WRITTEN INSTRUCTION. Extract each line of the data below exactly as written.

Collection entries:
=======

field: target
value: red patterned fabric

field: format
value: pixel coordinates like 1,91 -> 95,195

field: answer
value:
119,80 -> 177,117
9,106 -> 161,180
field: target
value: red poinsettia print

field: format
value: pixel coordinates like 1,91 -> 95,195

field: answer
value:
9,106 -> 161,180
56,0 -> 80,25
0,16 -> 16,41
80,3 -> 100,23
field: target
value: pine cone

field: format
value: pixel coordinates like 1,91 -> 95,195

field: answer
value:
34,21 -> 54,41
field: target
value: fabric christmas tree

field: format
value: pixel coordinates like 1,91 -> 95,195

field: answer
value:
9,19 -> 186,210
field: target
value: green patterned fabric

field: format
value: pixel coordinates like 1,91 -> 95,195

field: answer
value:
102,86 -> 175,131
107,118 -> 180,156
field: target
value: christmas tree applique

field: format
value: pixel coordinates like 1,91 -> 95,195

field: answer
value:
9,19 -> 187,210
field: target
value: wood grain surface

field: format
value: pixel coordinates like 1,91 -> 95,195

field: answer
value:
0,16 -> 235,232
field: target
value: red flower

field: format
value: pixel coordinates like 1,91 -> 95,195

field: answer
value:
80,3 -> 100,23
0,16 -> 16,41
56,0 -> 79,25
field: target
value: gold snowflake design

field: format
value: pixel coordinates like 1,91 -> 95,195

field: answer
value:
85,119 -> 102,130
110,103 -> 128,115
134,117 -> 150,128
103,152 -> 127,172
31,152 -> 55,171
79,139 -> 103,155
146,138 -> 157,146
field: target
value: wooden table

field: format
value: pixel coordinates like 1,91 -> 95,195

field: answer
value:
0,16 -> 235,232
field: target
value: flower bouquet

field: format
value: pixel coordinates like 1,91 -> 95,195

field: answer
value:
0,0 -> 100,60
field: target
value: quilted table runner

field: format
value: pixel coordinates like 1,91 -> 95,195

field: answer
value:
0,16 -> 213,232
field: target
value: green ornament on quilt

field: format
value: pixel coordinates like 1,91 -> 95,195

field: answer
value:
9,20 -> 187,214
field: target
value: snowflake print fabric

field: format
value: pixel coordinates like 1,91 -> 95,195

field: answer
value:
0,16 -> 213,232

=======

CORRECT RESPONSE.
field: target
value: red patterned fabric

field: format
value: pixel coordinates like 1,91 -> 95,195

field: answer
value:
119,80 -> 177,117
9,106 -> 161,180
field: target
value: red poinsettia print

field: format
value: pixel coordinates like 1,91 -> 95,195

field: answer
value:
9,106 -> 161,180
56,0 -> 80,25
0,16 -> 16,41
80,3 -> 100,23
field: target
value: pine cone

field: format
value: pixel coordinates like 1,91 -> 95,195

field: answer
value:
34,21 -> 54,41
field: target
value: fabric christmas tree

field: format
value: pixel coordinates like 1,91 -> 95,195

field: answer
value:
9,19 -> 186,210
field: target
value: green patterned fabric

field: format
value: pixel coordinates like 1,91 -> 95,195

field: answer
value:
102,86 -> 175,131
107,118 -> 180,156
field: target
value: christmas tree applique

field: format
value: pixel coordinates like 1,91 -> 95,195

field: answer
value:
9,19 -> 187,210
field: target
value: wood grain surface

field: format
value: pixel coordinates like 1,91 -> 95,195

field: answer
value:
0,16 -> 235,232
field: target
value: red flower

field: format
value: pixel coordinates like 1,91 -> 95,195

field: answer
value:
80,3 -> 100,23
0,16 -> 16,41
56,0 -> 79,25
field: target
value: gold snowflake design

field: format
value: pixel coordinates like 1,91 -> 95,195

field: answer
value:
85,119 -> 102,130
110,103 -> 128,115
134,117 -> 150,128
103,152 -> 127,172
31,152 -> 55,171
79,139 -> 103,155
146,138 -> 157,146
field: target
value: wooden table

field: format
value: pixel coordinates like 1,91 -> 95,195

field: answer
value:
0,16 -> 235,232
field: target
value: flower bouquet

field: format
value: pixel coordinates like 1,91 -> 95,195

field: answer
value:
0,0 -> 100,60
field: target
value: quilted table runner

field: format
value: pixel coordinates like 1,91 -> 95,195

field: answer
value:
0,16 -> 213,232
field: target
value: green ornament on quilt

field: format
value: pixel coordinates like 1,91 -> 95,195

field: answer
value:
9,20 -> 187,214
field: target
value: snowflake print fabric

field: format
value: pixel coordinates like 1,91 -> 95,195

field: answer
value:
0,16 -> 213,232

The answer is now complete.